[GIVEN TASK]
Leave out the pictures and copy everything else in the entries exactly.

[EXCERPTED RECORDS]
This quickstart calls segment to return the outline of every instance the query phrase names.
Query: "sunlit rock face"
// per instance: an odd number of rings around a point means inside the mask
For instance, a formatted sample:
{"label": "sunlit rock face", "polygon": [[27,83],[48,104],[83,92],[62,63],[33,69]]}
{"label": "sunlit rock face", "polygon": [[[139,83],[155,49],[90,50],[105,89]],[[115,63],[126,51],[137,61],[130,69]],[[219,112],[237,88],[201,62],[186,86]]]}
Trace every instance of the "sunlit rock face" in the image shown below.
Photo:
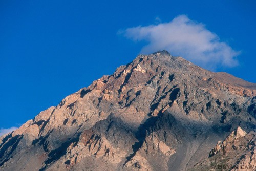
{"label": "sunlit rock face", "polygon": [[252,165],[255,96],[255,84],[166,51],[140,55],[1,137],[0,170]]}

[THE RESPONSE]
This quickstart calls segment to return the outline of every instance the query phrase names.
Query: "sunlit rock face"
// per instance: an odd number of rings around a point means inside the mask
For instance, a formatted sample:
{"label": "sunlit rock face", "polygon": [[27,83],[48,104],[83,92],[62,63],[33,69]]}
{"label": "sunlit rock face", "polygon": [[[139,83],[155,49],[90,50],[105,89]],[[115,63],[126,51],[137,61],[130,69]],[[219,112],[237,88],[201,62],[186,86]]]}
Trace every instance of the "sunlit rock face" in the image shown below.
Photo:
{"label": "sunlit rock face", "polygon": [[252,165],[255,96],[255,84],[166,51],[140,55],[1,137],[0,170]]}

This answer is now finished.